> _Extrait cité_

□ □ □ □ □

Interview : Gidèle Didi

Interview : Gidèle Didi

Gisèle Didi est photographe et elle s’expose dans toute son intimité et sa vérité sur le net entre autre endroit. Chaque jour de l’année 2001 par exemple a ses images dans ses "Chroniques ordinaires" qui ne le sont jamais, mais aussi des clichés aléatoires, des portraits d’invités, des instantanés de rencontres. On peut découvrir également sur son site des travaux sur des scènes de la vie juive, ou bien sur les femmes à nattes.
Gisèle Didi sait regarder les autres et surtout les femmes avec une force immédiate qui est toujours belle et respectueuse.
A voir et revoir car chaque image est un morceau de son puzzle, de son mystère, de sa complexité et de sa fluidité...

1. Vous m’avez avoué dans le mail que nous avons échangé avant cette
E-terview que les mots pouvaient vous effrayer.. est-ce à dire que les
images vous rassurent ?

Les images sont le langage que je préfère, celui où je me sens à l’aise, où j’ose le plus, où je me sens libre.
Mais j’ai compris que je n’arrivais pas à exprimer certaines choses très précises juste en images. Alors il me faut des mots. Ils me plaisent mais j’ai peur de les utiliser gauchement, de mal exprimer. Il faut dire que je n’aime pas lire, ça me complexe.

2. Gisèle la femme et Gisèle la photographe sont dans une relation de
dualité ou de complémentarité ?

Les deux. L’image est ma complice, elle est toujours là. L’image peut me faire mal dans ce qu’elle cherche de moi parfois, elle me comble dans ce qu’elle y trouve parfois, dans les étonnements qu’elle produit et dans les moments de vie qu’elle me rend accessible, que je n’aurai pu vivre sans elle. Elle me fait croire à l¹existence des autres et de moi, elle témoigne de ma réalité, de ce qui l¹entoure, et me permet peut-être de penser que je peux intervenir sur elle.

□ □ □ □ □

> _Liste des tâches_
1. Reformulez sous forme de liste le paragraphe de l'entretien qui commence par « Gisèle Didi est photographe », en conservant ses faits principaux.
2. Recopiez à l'identique le passage de l'entretien qui s'ouvre sur les mots contenant « Gisèle Didi sait » et se termine par « images vous rassurent ? ».
Le matériel ne joue aucun rôle ici.

> _Données fournies_

□ □ □ □ □

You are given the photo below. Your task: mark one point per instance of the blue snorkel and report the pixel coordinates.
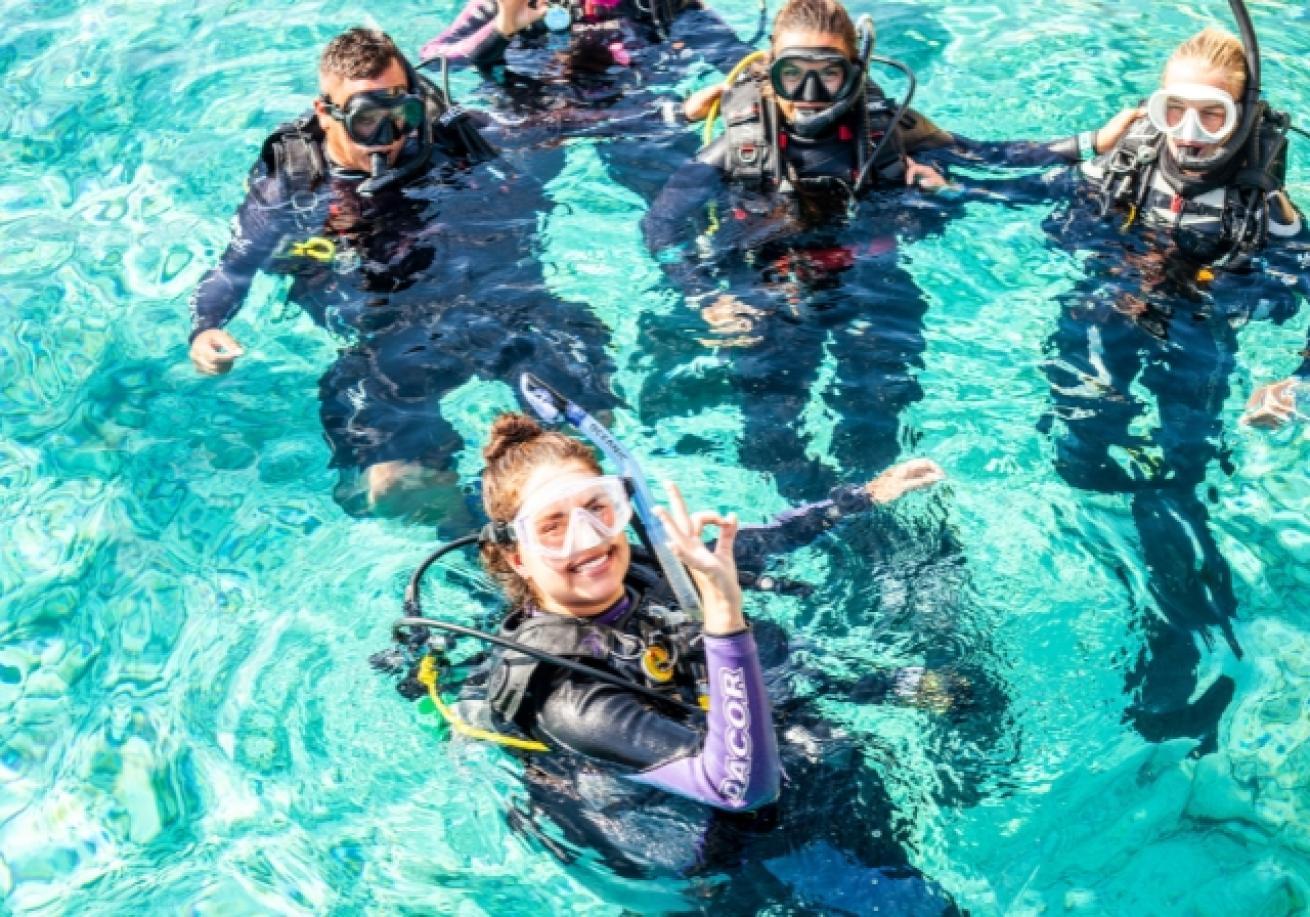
(553, 408)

□ □ □ □ □

> _Réponses détaillées_
1.
- Gisèle Didi est photographe et s'expose, dans toute son intimité et sa vérité, notamment sur Internet.
- Dans ses « Chroniques ordinaires », chaque jour de l'année 2001 a ses images.
- On y trouve aussi des clichés aléatoires, des portraits d'invités et des instantanés de rencontres.
- Son site présente également des travaux sur des scènes de la vie juive et sur les femmes à nattes.

2.
Gisèle Didi sait regarder les autres et surtout les femmes avec une force immédiate qui est toujours belle et respectueuse.
A voir et revoir car chaque image est un morceau de son puzzle, de son mystère, de sa complexité et de sa fluidité...

1. Vous m’avez avoué dans le mail que nous avons échangé avant cette
E-terview que les mots pouvaient vous effrayer.. est-ce à dire que les
images vous rassurent ?